Tasks to complete:
1: Translate this sentence from the excerpt on technobabble into Spanish: "It's a rhythm and it's a structure, and the words are meaningless."
2: Reproduce word for word the part of the excerpt on technobabble starting at "SF, at its best, is" and ending at "but not implausible).".
3: In the excerpt on technobabble, who came up with the words that replaced "tech" in the scripts?

Source:
──────
He described how the writers would just insert "tech" into the scripts whenever they needed to resolve a story or plot line, then they'd have consultants fill in the appropriate words (aka technobabble) later.

"It became the solution to so many plot lines and so many stories," Moore said. "It was so mechanical that we had science consultants who would just come up with the words for us and we'd just write 'tech' in the script. You know, Picard would say 'Commander La Forge, tech the tech to the warp drive.' I'm serious. If you look at those scripts, you'll see that."

Moore then went on to describe how a typical script might read before the science consultants did their thing:

La Forge: "Captain, the tech is overteching."

Picard: "Well, route the auxiliary tech to the tech, Mr. La Forge."

La Forge: "No, Captain. Captain, I've tried to tech the tech, and it won't work."

Picard: "Well, then we're doomed."

"And then Data pops up and says, 'Captain, there is a theory that if you tech the other tech ... '" Moore said. "It's a rhythm and it's a structure, and the words are meaningless. It's not about anything except just sort of going through this dance of how they tech their way out of it."
As you probably guessed, this is not how I write SF — in fact, it's the antithesis of everything I enjoy in an SF novel.

SF, at its best, is an exploration of the human condition under circumstances that we can conceive of existing, but which don't currently exist (either because the technology doesn't exist, or there are gaps in our scientific model of the universe, or just because we're short of big meteoroids on a collision course with the Sea of Japan — the situation is improbable but not implausible).
──────
Data segment:
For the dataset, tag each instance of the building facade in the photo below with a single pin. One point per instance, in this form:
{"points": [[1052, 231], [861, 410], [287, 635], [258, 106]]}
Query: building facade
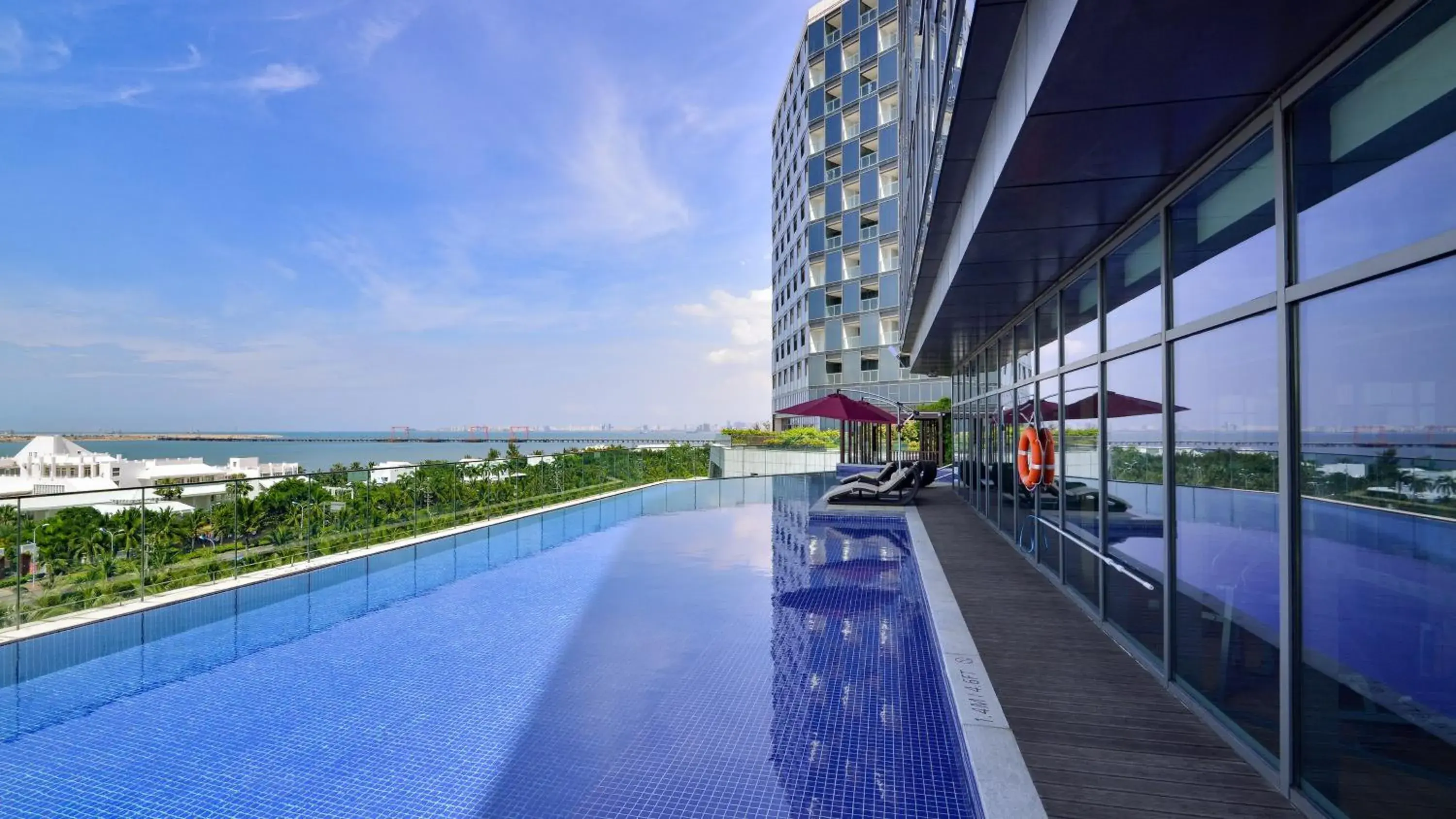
{"points": [[1210, 251], [836, 219], [51, 464]]}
──────
The results:
1: Es un ritmo y es una estructura, y las palabras carecen de significado.

2:
SF, at its best, is an exploration of the human condition under circumstances that we can conceive of existing, but which don't currently exist (either because the technology doesn't exist, or there are gaps in our scientific model of the universe, or just because we're short of big meteoroids on a collision course with the Sea of Japan — the situation is improbable but not implausible).

3: Science consultants came up with the words.